'''

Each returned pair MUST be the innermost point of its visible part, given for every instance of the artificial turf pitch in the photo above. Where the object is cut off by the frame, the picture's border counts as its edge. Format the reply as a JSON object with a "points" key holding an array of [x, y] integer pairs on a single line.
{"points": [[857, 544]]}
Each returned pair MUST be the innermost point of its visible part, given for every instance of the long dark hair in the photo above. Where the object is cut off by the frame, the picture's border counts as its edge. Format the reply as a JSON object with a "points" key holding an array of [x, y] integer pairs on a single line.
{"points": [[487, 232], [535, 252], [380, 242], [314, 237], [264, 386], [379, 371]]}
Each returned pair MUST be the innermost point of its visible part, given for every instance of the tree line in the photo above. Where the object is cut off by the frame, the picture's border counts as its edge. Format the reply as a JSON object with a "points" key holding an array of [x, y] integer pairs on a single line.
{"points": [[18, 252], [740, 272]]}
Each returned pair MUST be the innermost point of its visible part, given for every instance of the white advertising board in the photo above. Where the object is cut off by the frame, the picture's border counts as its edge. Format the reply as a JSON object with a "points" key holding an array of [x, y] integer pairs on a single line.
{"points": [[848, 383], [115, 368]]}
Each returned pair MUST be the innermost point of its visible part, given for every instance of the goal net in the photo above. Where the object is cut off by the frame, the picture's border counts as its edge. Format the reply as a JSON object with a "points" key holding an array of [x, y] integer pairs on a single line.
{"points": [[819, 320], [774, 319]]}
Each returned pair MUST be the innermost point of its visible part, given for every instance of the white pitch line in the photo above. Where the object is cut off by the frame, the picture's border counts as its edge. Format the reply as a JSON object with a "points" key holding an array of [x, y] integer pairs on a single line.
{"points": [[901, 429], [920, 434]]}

'''

_WHAT THIS TASK INVOLVES_.
Render every line of the records above as a Markdown table with two columns, Row for the row number and Line for the line itself. Leave out blank lines.

_RESULT BELOW_.
| Row | Line |
|---|---|
| 1 | Each returned pair MUST be the innermost point of its visible part, given for every instance of the artificial turf pitch in the photo above. Where the object is cut off by the frame, the picture's border counts as its edge. Format the reply as a JSON object with a "points" key holding an array of [x, y] integer pairs on a single line. |
| 2 | {"points": [[857, 544]]} |
| 3 | Each returned pair MUST be the innermost point of its visible part, given for every instance of the long dark hair in the photo above. Where the object is cut off by the frame, the picture's border counts as its edge. Format the reply as a JSON object with a "points" key holding an array of [x, y] integer pairs on a single line. |
| 4 | {"points": [[487, 232], [535, 252], [380, 242], [314, 237], [264, 386], [379, 371]]} |
| 5 | Each returned pair MUST be the innermost point of its visible part, given for every instance of the tree line in the photo above. Where the object is cut off by the frame, the picture's border counts as its edge. Format the reply as a JSON object with a "points" key holding an array of [x, y] integer pairs on a single line. |
| 6 | {"points": [[18, 252], [740, 272]]} |
| 7 | Each returned pair MUST be the innermost point of its visible part, given for every instance of the white advertising board in the photo above. Where the object is cut off by the frame, the picture's border counts as its edge. Format the reply as a JSON object with a "points" key holding an array of [x, y] integer pairs on a single line. |
| 8 | {"points": [[848, 383], [115, 368]]} |
| 9 | Each returned pair MUST be the innermost point of its visible part, given for every instance of the goal net in the photo above. Where the object is cut off by the frame, the picture's border counts as its edge. Format the reply as a JSON object with a "points" key holding an array of [x, y] integer pairs on a single line. |
| 10 | {"points": [[819, 320], [774, 319]]} |
| 11 | Each returned pair MUST be the innermost point of its visible part, given for every instance of the white pitch line in the photo above. Where the object is cut off by the frame, the picture's border counts as its edge. Format the reply as a JSON object with a "points" key holding an array of [x, y] integer pairs on a single line. |
| 12 | {"points": [[901, 429], [920, 434]]} |